Directions:
Reproduce all records exactly.
__________
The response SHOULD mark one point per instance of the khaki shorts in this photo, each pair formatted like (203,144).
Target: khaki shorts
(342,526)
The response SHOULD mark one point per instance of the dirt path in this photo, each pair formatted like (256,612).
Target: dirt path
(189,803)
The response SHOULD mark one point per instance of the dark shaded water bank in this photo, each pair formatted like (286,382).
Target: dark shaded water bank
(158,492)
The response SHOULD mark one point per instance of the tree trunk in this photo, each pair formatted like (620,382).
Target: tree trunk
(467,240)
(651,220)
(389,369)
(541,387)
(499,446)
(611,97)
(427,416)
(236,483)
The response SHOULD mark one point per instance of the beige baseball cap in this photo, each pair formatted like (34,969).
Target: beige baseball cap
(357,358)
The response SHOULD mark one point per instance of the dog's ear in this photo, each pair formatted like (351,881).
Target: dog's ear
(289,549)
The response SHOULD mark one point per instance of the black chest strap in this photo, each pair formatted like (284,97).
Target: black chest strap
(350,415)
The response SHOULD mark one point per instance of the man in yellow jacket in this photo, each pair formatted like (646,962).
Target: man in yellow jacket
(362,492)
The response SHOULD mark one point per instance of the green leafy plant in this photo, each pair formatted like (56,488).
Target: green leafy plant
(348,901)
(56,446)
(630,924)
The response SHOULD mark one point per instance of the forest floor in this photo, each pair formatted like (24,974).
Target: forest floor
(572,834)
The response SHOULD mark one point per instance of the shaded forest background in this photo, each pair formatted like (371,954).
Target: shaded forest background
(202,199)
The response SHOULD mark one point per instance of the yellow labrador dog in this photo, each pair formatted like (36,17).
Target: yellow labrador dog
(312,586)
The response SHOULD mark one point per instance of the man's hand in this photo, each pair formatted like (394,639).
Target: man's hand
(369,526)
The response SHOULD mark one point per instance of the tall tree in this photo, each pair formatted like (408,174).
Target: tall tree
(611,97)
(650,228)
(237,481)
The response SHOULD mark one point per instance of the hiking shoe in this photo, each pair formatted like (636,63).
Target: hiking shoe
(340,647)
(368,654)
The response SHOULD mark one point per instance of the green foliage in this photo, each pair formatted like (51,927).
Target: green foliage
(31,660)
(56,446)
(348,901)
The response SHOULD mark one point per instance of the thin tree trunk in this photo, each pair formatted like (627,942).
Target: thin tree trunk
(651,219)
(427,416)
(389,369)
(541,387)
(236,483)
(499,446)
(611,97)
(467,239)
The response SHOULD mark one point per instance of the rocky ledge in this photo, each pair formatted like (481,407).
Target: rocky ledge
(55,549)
__________
Problem solution:
The response SHOULD mark one point per instance of the khaki shorts in this photo, each pair formatted like (203,144).
Target: khaki shorts
(342,526)
The response SHOULD mark one point per instance of the dirt path in this photo, each pair formatted like (256,612).
Target: dirt path
(189,803)
The response SHOULD mark one point per instance of the dark shaded water bank in this photo, each pair formatted like (286,382).
Target: dark shaded water bank
(158,492)
The response SHOULD mark one point per instance of the tree trunk in this photo, each pair formatted like (620,382).
Target: tree trunk
(467,240)
(651,220)
(389,369)
(541,387)
(499,446)
(611,97)
(427,416)
(236,483)
The response SHOULD mark one point per instance of the beige baseball cap in this photo, each pair formatted like (34,969).
Target: beige baseball cap
(357,358)
The response SHOULD mark one point per instance of the dog's ear in this photo, each pair formatted like (351,881).
Target: dog's ear
(289,549)
The response SHOULD mark one point per instance of the black chest strap in this photo, each pair formatted like (284,97).
Target: black chest strap
(350,415)
The response SHOULD mark one point per instance of the man in yellow jacket in this photo, each pair formatted like (646,962).
Target: man in yellow jacket
(362,492)
The response SHOULD mark one point per instance of the green leafy plant in this photo, each pair formatted like (56,488).
Target: green leafy plant
(348,901)
(56,446)
(630,924)
The response SHOULD mark one point per instance of the forest floor in this photo, each pair formatted like (24,974).
Target: forest floor
(572,834)
The response SHOULD mark one point per instance of the shaded forest background in this photo, each pair formatted like (371,954).
Target: shaded forest background
(202,199)
The response SHOULD mark one point per instance of the yellow labrador dog in this photo, each pair formatted like (36,17).
Target: yellow labrador dog
(312,586)
The response SHOULD mark one point per instance of the man's hand in this photo, each pair formatted like (394,639).
Target: man's hand
(369,526)
The response SHOULD mark one point per instance of the tall tree in this photo, each pair formatted like (408,174).
Target: tall tree
(611,97)
(650,228)
(237,481)
The response SHOULD mark one point per instance of the hiking shoe in this photo, each pair formatted like (636,63).
Target: hiking shoe
(340,647)
(368,654)
The response SHOULD mark one point per instance of the green foliage in this photo, each pair formatted like (51,927).
Target: green foliage
(31,660)
(56,446)
(348,901)
The response SHOULD mark one point per instance of the thin tree trunk in this photo, each pair formatted like (627,942).
Target: thin tree trunk
(651,219)
(427,416)
(389,369)
(541,387)
(236,483)
(499,446)
(611,97)
(467,239)
The response SHOULD mark one point per instance of the rocky ledge in this photo, each pair formatted like (481,407).
Target: rocky ledge
(55,549)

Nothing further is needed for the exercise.